> _SOURCE TEXT_
4.1. Multi-Topology Failure Tolerance Architecture
The Polymorphic Network follows the principle of separating control and forwarding to enable centralized network control for implementing global optimization decisions based on the global network view. The data layer can provide more comprehensive and finer-grained network state information to the control layer; meanwhile, its pervasive computing and storage resources also allow us to perform more complex packet processing and storage operations, and offload part of the control logic to switch nodes for fast distributed control. As a result, the Polymorphic Network provides the network with greater resilience and offers new ideas for high-reliability routing in future complex and dynamic network environments.
The multi-topology failure recovery for Polymorphic Network is shown in
Figure 3. By utilizing the fully programmable data layer and diverse routing capabilities in Polymorphic Network, we implement the collaboration of the control layer and data layer to achieve global control, granular state awareness, and distributed control capabilities to improve the overall service performance of the network. Specifically, the MFT-PN constructs multiple logical topologies and implements the fast-rerouting design to allow network devices to maintain multiple topologies instead of relying on a single topology for routing calculations. Even if one topology encounters issues, others will still function. Specifically, in the control layer, the MFT-PN generates multiple logical topologies based on the reliability requirements of diverse scenarios; each topology can have different routing strategies to provide different levels of failure recovery strategies for different business scenarios. In the data layer, we design the failure processing logic to implement failure recovery at any network element to minimize packet loss, thus greatly enhancing the robustness of the network. Through this approach, the MFT-PN significantly improves the protection coverage of traditional failure recovery technologies and is suitable for network environments that require high availability and low latency.
4.2. Failure Recovery Processing Logic
The MFT-PN leverages the definable characteristics of the Polymorphic Network element to extend the failure processing logic for nodes or links. The MFT-PN adopts failure processing logic in network elements at the data layer to execute failure recovery at any network node, minimizing packet loss and ensuring network reachability. Additionally, by adopting segment routing, the MFT-PN avoids differentiating between flow classification and modality protocol types, thus reducing TACM storage resource overhead.

> _YOUR TASK_
Reproduce the Polymorphic Network excerpt word for word, in full. The listing after this point is separate material, unrelated to the Polymorphic Network excerpt.

> _STORED DATA_
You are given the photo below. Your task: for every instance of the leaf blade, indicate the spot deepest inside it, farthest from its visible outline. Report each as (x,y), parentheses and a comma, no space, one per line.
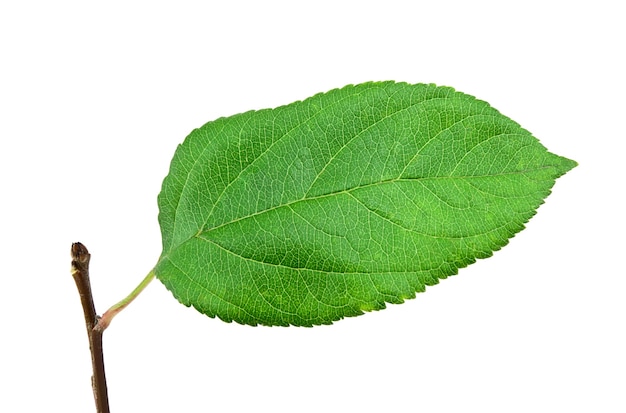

> _TASK OUTPUT_
4.1. Multi-Topology Failure Tolerance Architecture
The Polymorphic Network follows the principle of separating control and forwarding to enable centralized network control for implementing global optimization decisions based on the global network view. The data layer can provide more comprehensive and finer-grained network state information to the control layer; meanwhile, its pervasive computing and storage resources also allow us to perform more complex packet processing and storage operations, and offload part of the control logic to switch nodes for fast distributed control. As a result, the Polymorphic Network provides the network with greater resilience and offers new ideas for high-reliability routing in future complex and dynamic network environments.
The multi-topology failure recovery for Polymorphic Network is shown in
Figure 3. By utilizing the fully programmable data layer and diverse routing capabilities in Polymorphic Network, we implement the collaboration of the control layer and data layer to achieve global control, granular state awareness, and distributed control capabilities to improve the overall service performance of the network. Specifically, the MFT-PN constructs multiple logical topologies and implements the fast-rerouting design to allow network devices to maintain multiple topologies instead of relying on a single topology for routing calculations. Even if one topology encounters issues, others will still function. Specifically, in the control layer, the MFT-PN generates multiple logical topologies based on the reliability requirements of diverse scenarios; each topology can have different routing strategies to provide different levels of failure recovery strategies for different business scenarios. In the data layer, we design the failure processing logic to implement failure recovery at any network element to minimize packet loss, thus greatly enhancing the robustness of the network. Through this approach, the MFT-PN significantly improves the protection coverage of traditional failure recovery technologies and is suitable for network environments that require high availability and low latency.
4.2. Failure Recovery Processing Logic
The MFT-PN leverages the definable characteristics of the Polymorphic Network element to extend the failure processing logic for nodes or links. The MFT-PN adopts failure processing logic in network elements at the data layer to execute failure recovery at any network node, minimizing packet loss and ensuring network reachability. Additionally, by adopting segment routing, the MFT-PN avoids differentiating between flow classification and modality protocol types, thus reducing TACM storage resource overhead.